* Task to carry out *
Starting with the line that contains "Inside an <instance>, optional" and stopping after the line that contains "box: [19, 803, 759, 991]", return each line below exactly as written, with no others.

* Data excerpts *
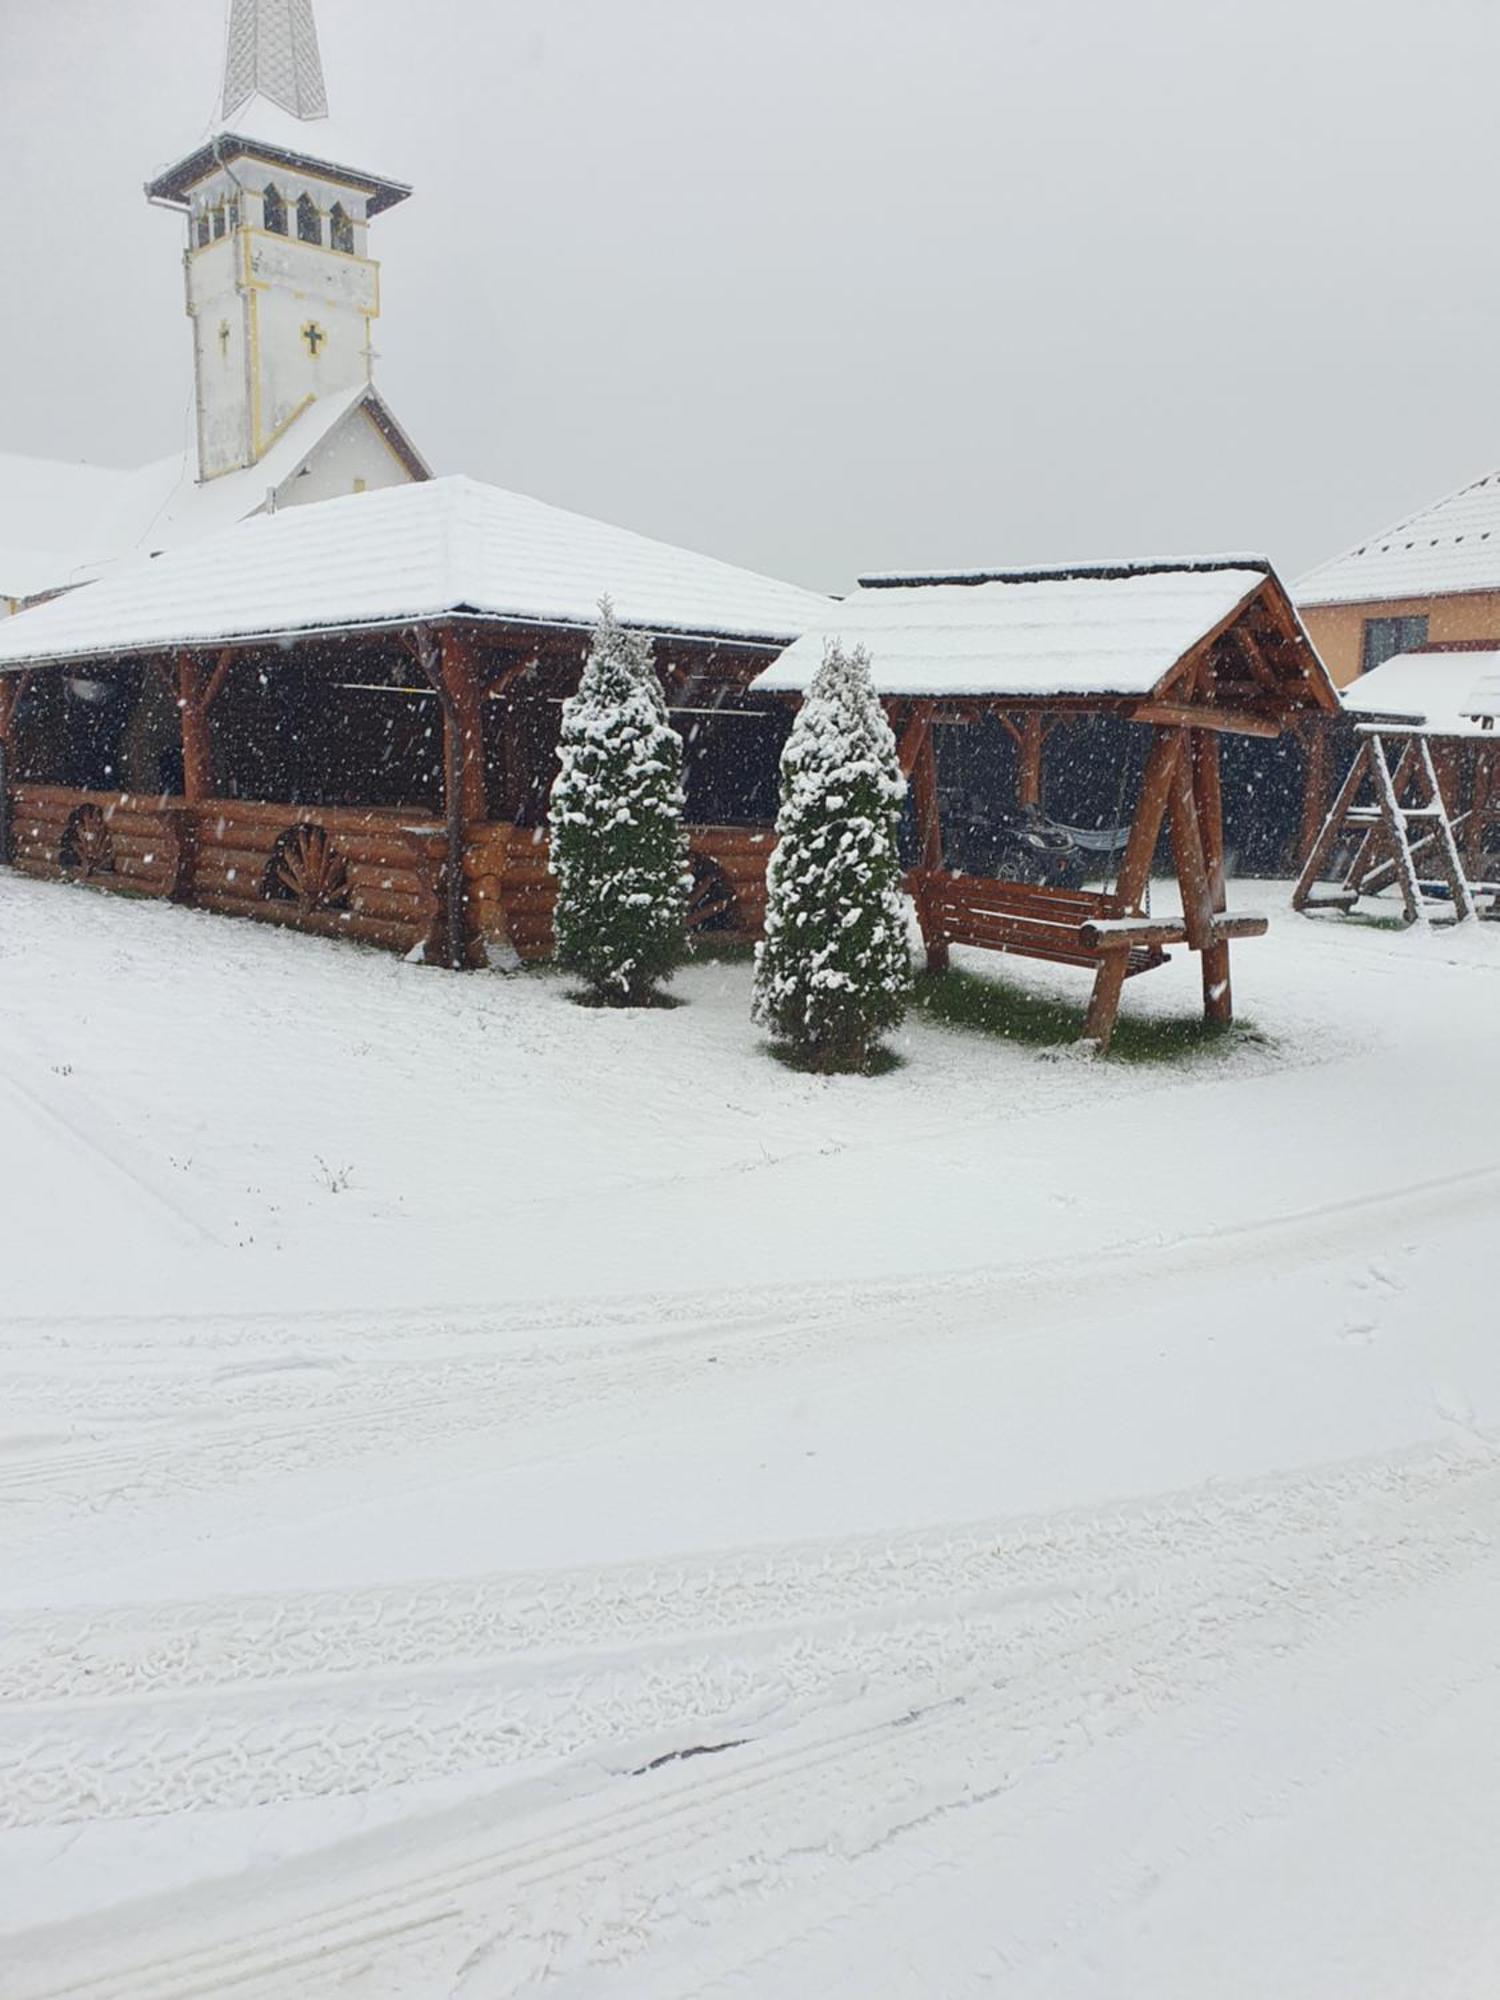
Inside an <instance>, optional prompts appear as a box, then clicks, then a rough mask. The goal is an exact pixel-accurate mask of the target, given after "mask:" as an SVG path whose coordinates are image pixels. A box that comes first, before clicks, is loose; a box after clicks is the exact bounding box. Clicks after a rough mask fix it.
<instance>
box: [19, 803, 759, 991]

==

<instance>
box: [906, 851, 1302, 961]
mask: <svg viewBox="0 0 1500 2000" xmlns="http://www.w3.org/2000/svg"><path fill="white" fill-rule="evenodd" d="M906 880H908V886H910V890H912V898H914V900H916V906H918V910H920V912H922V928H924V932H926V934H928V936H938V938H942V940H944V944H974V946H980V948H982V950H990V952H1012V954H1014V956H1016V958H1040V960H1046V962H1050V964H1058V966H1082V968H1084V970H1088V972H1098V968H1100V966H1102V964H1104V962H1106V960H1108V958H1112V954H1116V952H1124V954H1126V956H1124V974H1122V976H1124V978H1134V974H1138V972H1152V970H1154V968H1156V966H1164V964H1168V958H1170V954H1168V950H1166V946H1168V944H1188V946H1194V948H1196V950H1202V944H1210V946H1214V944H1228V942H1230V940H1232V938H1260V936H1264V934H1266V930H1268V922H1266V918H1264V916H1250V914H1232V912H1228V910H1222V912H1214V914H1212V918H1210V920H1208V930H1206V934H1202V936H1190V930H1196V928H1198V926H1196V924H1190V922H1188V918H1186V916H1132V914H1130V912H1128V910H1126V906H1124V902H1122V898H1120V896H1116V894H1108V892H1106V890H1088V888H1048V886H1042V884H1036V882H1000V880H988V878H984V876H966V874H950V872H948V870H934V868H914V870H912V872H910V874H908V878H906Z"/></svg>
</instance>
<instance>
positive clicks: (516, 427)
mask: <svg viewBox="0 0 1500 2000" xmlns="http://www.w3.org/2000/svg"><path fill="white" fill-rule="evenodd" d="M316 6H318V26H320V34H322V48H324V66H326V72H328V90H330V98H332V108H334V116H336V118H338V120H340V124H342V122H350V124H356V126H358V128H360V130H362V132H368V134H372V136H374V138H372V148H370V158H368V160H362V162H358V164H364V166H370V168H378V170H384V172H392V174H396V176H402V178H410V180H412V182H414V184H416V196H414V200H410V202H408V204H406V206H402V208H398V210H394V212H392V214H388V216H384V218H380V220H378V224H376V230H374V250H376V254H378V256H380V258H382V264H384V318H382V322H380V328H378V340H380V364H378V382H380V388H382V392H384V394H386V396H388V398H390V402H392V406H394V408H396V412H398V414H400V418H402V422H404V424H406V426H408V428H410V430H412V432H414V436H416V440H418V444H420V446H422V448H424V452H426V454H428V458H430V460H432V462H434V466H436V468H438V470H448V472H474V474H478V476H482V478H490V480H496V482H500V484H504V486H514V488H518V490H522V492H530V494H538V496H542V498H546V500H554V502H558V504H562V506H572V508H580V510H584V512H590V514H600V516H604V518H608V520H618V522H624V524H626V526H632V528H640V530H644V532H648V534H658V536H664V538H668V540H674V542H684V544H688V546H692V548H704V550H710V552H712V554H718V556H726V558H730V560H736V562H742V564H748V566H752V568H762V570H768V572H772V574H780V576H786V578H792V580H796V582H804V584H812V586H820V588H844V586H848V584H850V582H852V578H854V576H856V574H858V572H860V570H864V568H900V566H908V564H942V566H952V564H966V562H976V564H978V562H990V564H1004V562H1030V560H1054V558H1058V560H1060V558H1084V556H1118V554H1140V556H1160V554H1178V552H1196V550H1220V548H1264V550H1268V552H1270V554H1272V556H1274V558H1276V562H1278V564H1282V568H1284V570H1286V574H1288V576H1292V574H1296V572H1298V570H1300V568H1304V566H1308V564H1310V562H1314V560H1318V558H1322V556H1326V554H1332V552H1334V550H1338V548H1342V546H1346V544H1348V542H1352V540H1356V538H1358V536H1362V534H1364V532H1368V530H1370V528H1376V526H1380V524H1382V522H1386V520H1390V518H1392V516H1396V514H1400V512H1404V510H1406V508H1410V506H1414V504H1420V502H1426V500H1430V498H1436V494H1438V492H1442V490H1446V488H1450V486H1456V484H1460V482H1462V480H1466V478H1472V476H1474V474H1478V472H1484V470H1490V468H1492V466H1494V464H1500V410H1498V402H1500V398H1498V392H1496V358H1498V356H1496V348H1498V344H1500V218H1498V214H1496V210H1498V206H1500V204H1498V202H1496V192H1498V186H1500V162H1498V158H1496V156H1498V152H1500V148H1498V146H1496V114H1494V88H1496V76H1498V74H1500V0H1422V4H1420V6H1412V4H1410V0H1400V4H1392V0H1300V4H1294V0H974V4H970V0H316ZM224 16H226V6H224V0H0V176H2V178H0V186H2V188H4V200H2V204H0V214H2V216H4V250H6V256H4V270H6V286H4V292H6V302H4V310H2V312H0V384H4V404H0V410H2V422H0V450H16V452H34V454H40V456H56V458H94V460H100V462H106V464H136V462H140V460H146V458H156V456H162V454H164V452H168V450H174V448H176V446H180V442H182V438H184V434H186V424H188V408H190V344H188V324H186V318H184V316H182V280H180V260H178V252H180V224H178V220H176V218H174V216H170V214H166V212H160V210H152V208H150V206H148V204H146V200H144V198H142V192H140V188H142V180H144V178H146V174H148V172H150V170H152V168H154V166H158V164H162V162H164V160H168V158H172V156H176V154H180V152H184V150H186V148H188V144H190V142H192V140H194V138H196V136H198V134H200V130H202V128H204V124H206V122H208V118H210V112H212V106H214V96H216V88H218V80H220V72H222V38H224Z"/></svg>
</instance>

* Response to this exercise *
Inside an <instance>, optional prompts appear as a box, then clicks, then a rough mask. The goal is an exact pixel-accurate mask of the target, given after "mask:" as an SVG path whose coordinates are image pixels. A box that comes first, before clicks, is loose; a box after clicks is the exact bounding box. Clicks after a rough mask fix it.
<instance>
box: [19, 803, 759, 991]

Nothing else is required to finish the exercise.